● **YOUR ASSIGNMENT**:
After locating the line that contains "column 436, row 149" in the records below, write out exactly that line and each line after it through the one that contains "column 72, row 382", and nothing else.

(Stored records)

========================================================================

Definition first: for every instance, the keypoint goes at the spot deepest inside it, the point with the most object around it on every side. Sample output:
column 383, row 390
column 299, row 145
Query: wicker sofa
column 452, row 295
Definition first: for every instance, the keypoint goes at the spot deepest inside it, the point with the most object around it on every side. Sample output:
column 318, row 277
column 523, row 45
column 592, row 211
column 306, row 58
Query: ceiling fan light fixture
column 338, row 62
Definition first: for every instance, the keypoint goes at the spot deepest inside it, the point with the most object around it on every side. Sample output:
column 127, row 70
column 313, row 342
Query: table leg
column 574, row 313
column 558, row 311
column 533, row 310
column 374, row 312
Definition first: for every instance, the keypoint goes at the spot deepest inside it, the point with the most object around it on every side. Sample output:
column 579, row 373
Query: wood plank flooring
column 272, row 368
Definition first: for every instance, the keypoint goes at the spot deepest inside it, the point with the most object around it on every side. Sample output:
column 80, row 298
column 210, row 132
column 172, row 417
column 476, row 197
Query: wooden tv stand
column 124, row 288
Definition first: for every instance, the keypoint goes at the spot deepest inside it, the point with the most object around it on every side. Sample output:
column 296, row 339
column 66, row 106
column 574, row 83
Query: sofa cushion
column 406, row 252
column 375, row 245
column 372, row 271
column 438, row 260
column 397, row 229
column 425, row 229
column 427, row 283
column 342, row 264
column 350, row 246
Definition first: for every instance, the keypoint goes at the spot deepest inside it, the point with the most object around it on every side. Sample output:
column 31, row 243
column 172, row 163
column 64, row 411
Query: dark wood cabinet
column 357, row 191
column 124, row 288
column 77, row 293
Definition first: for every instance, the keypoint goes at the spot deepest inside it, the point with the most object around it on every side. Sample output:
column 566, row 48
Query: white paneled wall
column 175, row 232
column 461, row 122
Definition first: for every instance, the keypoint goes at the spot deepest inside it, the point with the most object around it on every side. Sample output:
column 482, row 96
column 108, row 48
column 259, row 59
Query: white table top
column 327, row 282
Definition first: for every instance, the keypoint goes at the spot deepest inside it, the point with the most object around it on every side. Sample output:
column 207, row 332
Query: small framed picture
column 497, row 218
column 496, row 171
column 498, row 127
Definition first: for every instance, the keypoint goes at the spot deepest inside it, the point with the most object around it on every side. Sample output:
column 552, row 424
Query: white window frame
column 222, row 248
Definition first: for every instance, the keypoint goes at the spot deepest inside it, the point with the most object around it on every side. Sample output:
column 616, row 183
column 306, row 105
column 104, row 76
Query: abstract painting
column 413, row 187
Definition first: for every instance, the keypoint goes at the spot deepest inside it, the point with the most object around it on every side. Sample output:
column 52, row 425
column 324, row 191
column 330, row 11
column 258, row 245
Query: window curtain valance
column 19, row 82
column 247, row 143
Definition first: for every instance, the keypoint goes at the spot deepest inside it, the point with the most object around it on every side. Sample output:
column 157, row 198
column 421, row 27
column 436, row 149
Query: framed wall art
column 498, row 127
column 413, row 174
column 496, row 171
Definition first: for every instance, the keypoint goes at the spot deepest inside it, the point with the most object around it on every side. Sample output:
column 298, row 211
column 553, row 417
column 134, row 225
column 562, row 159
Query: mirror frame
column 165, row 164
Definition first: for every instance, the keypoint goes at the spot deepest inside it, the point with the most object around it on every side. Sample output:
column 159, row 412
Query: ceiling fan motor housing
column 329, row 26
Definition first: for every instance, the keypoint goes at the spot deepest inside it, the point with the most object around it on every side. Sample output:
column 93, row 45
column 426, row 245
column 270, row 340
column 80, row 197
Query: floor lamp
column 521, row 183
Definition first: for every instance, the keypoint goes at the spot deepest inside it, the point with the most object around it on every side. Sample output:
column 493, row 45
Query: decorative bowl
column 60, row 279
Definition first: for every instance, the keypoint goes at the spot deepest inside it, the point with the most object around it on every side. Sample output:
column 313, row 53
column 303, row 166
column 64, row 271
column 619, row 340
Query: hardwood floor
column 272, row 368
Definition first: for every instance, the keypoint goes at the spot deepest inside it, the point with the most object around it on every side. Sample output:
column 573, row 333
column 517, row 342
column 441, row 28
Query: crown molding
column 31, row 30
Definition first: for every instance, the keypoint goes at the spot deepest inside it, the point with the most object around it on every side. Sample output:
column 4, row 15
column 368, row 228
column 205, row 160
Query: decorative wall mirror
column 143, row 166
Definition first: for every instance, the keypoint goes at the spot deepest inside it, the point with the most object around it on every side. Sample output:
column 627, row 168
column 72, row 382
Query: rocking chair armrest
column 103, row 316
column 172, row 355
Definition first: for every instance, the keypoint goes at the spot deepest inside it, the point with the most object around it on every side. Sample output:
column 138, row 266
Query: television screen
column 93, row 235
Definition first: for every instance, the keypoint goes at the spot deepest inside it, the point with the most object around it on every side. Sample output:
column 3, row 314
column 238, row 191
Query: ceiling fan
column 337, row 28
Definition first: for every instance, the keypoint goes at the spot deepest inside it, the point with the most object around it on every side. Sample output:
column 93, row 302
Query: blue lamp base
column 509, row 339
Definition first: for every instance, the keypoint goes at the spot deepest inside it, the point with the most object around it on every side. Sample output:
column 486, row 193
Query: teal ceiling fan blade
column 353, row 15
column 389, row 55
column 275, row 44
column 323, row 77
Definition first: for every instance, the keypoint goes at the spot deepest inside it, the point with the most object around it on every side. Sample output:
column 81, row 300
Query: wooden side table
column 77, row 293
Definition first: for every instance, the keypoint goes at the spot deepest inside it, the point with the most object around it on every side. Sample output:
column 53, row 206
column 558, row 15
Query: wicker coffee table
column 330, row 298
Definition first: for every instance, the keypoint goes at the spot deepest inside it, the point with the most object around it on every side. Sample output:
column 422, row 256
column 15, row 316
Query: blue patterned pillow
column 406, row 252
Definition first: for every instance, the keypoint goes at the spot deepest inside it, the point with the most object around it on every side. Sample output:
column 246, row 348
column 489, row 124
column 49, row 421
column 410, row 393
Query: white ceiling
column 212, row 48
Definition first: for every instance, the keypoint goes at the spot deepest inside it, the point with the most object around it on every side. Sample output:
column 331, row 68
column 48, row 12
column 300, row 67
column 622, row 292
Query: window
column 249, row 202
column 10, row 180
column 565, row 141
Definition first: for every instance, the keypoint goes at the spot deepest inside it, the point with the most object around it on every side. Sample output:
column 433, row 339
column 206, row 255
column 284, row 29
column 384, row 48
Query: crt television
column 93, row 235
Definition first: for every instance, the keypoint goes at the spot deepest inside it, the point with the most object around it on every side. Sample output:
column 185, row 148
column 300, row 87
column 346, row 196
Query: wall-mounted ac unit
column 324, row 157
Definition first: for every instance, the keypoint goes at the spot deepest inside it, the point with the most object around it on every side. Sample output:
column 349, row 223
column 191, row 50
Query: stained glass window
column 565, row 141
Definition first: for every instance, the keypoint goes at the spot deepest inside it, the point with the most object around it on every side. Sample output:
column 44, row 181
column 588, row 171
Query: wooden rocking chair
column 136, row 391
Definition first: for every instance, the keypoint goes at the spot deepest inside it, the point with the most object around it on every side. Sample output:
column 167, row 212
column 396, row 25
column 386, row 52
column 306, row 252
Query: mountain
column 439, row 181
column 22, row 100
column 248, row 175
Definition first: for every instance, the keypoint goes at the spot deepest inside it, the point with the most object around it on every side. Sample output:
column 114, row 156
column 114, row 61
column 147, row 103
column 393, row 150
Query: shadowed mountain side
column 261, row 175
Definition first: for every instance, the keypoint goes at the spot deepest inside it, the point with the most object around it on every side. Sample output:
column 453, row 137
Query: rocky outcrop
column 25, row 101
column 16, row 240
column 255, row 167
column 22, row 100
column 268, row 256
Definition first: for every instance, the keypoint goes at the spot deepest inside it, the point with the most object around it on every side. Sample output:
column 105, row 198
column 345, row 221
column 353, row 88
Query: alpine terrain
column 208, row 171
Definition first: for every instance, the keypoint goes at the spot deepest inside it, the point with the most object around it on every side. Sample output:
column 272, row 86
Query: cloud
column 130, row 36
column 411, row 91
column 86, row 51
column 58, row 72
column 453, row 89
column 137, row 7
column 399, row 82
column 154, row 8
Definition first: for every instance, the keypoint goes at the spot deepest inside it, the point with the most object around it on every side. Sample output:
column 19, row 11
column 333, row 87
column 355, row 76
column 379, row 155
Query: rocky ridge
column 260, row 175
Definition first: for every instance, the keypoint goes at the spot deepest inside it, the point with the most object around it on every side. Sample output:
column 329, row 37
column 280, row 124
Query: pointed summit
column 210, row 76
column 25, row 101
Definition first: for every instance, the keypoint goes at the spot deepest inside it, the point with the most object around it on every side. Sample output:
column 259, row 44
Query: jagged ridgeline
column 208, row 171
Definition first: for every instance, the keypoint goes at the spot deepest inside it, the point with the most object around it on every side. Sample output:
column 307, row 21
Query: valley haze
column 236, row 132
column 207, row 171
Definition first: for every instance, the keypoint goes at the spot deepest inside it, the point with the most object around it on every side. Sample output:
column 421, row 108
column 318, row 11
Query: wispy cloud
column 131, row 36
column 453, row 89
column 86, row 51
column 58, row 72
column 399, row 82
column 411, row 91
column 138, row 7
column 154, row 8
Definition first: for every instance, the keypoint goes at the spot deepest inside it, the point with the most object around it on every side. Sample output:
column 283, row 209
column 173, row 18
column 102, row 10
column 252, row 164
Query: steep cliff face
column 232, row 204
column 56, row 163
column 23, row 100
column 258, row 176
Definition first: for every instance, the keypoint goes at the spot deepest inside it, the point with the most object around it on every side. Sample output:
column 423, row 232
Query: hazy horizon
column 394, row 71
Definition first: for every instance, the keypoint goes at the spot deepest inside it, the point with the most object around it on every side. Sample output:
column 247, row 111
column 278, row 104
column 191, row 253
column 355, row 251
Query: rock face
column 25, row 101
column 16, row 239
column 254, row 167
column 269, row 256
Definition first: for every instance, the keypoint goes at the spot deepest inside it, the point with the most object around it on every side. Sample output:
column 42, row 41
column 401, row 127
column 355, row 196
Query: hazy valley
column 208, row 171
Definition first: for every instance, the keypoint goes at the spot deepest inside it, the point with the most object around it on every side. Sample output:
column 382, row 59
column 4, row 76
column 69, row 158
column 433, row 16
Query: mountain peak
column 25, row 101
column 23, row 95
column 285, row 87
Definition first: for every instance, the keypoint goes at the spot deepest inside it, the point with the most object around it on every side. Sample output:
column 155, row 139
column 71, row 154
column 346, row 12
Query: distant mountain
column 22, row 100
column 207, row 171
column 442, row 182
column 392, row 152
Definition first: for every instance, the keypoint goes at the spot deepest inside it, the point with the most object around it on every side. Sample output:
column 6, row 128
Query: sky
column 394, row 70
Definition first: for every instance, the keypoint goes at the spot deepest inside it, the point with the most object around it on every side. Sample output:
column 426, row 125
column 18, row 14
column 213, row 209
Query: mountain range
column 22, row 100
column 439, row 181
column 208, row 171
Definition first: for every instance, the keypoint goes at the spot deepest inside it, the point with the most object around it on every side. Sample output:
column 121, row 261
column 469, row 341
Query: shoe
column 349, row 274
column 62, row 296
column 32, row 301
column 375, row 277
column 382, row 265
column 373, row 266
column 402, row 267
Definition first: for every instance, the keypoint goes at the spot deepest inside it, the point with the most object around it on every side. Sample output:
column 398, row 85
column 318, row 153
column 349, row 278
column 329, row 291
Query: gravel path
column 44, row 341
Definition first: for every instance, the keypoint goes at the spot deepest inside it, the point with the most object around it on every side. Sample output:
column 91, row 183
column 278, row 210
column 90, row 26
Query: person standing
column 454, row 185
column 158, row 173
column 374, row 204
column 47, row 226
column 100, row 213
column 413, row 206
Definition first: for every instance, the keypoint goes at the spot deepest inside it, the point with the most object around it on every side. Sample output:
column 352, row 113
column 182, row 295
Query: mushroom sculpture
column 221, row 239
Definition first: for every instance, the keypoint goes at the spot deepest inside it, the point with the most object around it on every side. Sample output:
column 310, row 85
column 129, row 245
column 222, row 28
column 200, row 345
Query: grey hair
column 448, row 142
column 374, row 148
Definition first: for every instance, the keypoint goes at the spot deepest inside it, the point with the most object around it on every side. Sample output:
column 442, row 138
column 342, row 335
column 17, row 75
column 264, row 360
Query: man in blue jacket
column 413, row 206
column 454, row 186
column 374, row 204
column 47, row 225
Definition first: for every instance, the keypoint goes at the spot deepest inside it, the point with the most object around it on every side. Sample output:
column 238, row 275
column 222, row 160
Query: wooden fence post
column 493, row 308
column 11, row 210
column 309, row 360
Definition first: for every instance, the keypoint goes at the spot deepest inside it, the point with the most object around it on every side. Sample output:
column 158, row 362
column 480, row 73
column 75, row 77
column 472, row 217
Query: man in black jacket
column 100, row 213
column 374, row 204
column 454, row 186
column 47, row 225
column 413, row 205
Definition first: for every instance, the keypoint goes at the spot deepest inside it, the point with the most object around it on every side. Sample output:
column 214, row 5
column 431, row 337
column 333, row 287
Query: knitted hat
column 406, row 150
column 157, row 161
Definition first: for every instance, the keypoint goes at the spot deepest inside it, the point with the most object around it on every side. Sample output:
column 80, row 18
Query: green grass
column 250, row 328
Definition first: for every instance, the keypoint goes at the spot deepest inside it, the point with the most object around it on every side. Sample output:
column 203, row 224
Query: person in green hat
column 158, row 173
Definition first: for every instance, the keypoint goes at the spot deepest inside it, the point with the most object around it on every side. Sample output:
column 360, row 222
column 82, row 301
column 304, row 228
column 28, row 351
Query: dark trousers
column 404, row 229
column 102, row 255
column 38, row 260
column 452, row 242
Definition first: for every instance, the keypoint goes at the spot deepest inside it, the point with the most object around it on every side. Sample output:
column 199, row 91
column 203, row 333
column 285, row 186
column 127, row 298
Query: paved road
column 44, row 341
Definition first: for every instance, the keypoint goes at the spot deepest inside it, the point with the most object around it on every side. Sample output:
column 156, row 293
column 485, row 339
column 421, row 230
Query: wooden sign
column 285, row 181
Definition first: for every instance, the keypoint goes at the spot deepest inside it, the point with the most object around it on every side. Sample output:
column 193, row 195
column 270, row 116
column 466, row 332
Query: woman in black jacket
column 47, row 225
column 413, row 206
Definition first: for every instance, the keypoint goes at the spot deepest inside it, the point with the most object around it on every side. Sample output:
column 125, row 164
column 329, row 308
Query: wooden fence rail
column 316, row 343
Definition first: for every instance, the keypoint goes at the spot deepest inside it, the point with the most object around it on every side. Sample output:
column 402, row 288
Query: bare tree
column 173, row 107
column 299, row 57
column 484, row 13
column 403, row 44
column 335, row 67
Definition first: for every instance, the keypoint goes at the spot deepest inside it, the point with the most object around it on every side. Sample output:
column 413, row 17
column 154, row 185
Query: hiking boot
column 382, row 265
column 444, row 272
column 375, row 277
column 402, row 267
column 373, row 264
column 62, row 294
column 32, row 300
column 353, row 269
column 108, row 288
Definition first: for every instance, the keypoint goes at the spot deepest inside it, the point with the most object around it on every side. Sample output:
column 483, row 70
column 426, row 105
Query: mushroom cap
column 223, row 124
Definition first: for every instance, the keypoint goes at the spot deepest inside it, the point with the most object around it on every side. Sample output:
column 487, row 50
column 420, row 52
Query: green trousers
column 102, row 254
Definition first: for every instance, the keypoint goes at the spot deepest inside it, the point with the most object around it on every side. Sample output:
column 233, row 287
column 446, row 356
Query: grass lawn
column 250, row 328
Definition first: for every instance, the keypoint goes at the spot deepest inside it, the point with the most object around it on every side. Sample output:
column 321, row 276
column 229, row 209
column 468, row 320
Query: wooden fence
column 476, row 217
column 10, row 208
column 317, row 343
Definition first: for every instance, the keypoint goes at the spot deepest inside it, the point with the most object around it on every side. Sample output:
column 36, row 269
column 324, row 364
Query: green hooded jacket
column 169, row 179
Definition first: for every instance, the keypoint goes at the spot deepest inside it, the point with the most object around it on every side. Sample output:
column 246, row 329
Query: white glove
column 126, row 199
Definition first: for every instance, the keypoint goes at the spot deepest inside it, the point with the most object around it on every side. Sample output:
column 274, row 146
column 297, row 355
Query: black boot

========================================================================

● **THE COMPLETED TASK**:
column 436, row 149
Query: framed wall art
column 498, row 127
column 413, row 174
column 496, row 171
Definition first: for every instance, the keypoint goes at the spot deepest inside it, the point with the most object around it on every side. Sample output:
column 298, row 211
column 553, row 417
column 134, row 225
column 562, row 159
Query: mirror frame
column 165, row 164
Definition first: for every instance, the keypoint goes at the spot deepest inside it, the point with the most object around it on every side. Sample output:
column 159, row 412
Query: ceiling fan motor housing
column 329, row 26
Definition first: for every instance, the keypoint goes at the spot deepest inside it, the point with the most object around it on every side. Sample output:
column 93, row 45
column 426, row 245
column 270, row 340
column 80, row 197
Query: floor lamp
column 521, row 183
Definition first: for every instance, the keypoint goes at the spot deepest inside it, the point with the most object around it on every side. Sample output:
column 493, row 45
Query: decorative bowl
column 60, row 279
Definition first: for every instance, the keypoint goes at the spot deepest inside it, the point with the most object around it on every side. Sample output:
column 313, row 53
column 303, row 166
column 64, row 271
column 619, row 340
Query: hardwood floor
column 272, row 368
Definition first: for every instance, the keypoint goes at the spot deepest inside it, the point with the most object around it on every side. Sample output:
column 573, row 333
column 517, row 342
column 441, row 28
Query: crown molding
column 31, row 30
Definition first: for every instance, the keypoint goes at the spot deepest inside it, the point with the most object around it on every side. Sample output:
column 4, row 15
column 368, row 228
column 205, row 160
Query: decorative wall mirror
column 143, row 166
Definition first: for every instance, the keypoint goes at the spot deepest inside it, the point with the most object around it on every side. Sample output:
column 627, row 168
column 72, row 382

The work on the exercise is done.